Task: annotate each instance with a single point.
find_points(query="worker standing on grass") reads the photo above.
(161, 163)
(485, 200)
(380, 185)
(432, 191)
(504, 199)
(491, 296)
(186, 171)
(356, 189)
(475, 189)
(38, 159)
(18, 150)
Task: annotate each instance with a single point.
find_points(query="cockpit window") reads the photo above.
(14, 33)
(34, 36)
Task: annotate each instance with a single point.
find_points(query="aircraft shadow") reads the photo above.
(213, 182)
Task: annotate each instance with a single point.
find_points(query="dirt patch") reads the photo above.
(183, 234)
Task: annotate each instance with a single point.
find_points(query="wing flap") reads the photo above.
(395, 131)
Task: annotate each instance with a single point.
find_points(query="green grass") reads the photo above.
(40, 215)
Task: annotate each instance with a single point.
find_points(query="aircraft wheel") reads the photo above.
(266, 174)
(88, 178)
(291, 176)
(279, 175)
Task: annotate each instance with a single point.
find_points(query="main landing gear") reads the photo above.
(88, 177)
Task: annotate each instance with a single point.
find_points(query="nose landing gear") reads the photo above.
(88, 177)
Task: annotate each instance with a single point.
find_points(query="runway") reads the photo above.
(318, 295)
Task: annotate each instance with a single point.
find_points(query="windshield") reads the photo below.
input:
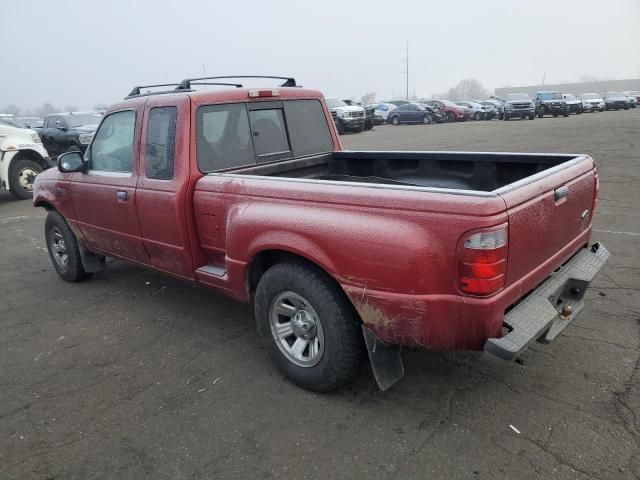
(334, 102)
(81, 119)
(517, 96)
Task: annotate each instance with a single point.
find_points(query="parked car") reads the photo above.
(633, 98)
(348, 118)
(369, 113)
(477, 111)
(410, 113)
(22, 158)
(573, 103)
(382, 110)
(29, 122)
(340, 253)
(451, 111)
(616, 101)
(594, 101)
(633, 94)
(550, 103)
(70, 131)
(518, 105)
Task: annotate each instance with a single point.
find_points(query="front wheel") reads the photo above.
(63, 248)
(308, 327)
(22, 174)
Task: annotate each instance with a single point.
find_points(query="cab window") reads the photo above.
(112, 147)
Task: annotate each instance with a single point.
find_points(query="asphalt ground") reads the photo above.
(132, 374)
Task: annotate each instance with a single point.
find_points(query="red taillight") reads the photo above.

■ ■ ■

* **STATED TASK**
Copy out all the data without changing anything, and drop the pictures.

* **TASK SOLUTION**
Task: annotate each instance with a single point.
find_points(query="worker standing on grass") reads the photo above.
(161, 163)
(485, 200)
(380, 185)
(432, 191)
(504, 199)
(491, 296)
(186, 171)
(356, 189)
(475, 189)
(38, 159)
(18, 150)
Task: annotate each instance with a single point.
find_points(query="cockpit window") reads the photo above.
(14, 33)
(34, 36)
Task: annotate each instance with a single point.
find_points(query="aircraft shadow") reads the photo above.
(213, 182)
Task: annotate each instance with a single point.
find_points(query="dirt patch") reads the photo above.
(183, 234)
Task: annotate each instance with a single point.
find_points(query="wing flap") reads the photo above.
(395, 131)
Task: annotate each instance with a single point.
find_points(query="green grass") reads the photo above.
(40, 215)
Task: annotate each instance with a single point.
find_points(query="aircraft wheel") reads the photo above.
(266, 174)
(88, 178)
(291, 176)
(279, 175)
Task: annotate each instance with a single point.
find_points(query="main landing gear") reads the photo above.
(88, 177)
Task: annotate each instance with a single point.
find_points(query="nose landing gear") reads the photo above.
(88, 177)
Task: annotate each instance with a single point.
find_points(query="runway") reads the photo above.
(318, 295)
Task: annotate each instance with a single point.
find_points(query="windshield") reads the photo below.
input:
(334, 102)
(81, 119)
(517, 96)
Task: annotate each instance with a single point.
find_points(query="parked car") reads the photo above.
(633, 98)
(348, 118)
(369, 113)
(477, 111)
(410, 113)
(22, 158)
(573, 103)
(382, 110)
(29, 122)
(340, 253)
(451, 111)
(616, 101)
(594, 101)
(633, 94)
(550, 103)
(70, 131)
(518, 105)
Task: annotate each instance with a single point.
find_points(query="front wheel") reads the photo above.
(63, 248)
(308, 327)
(22, 174)
Task: annotate each instance with a single point.
find_points(query="cab window") reads the photo above.
(112, 147)
Task: annotate each instance with a single point.
find_points(query="asphalt ground") reads the photo above.
(132, 374)
Task: annotate each instance with a single point.
find_points(query="red taillight") reads the photo above.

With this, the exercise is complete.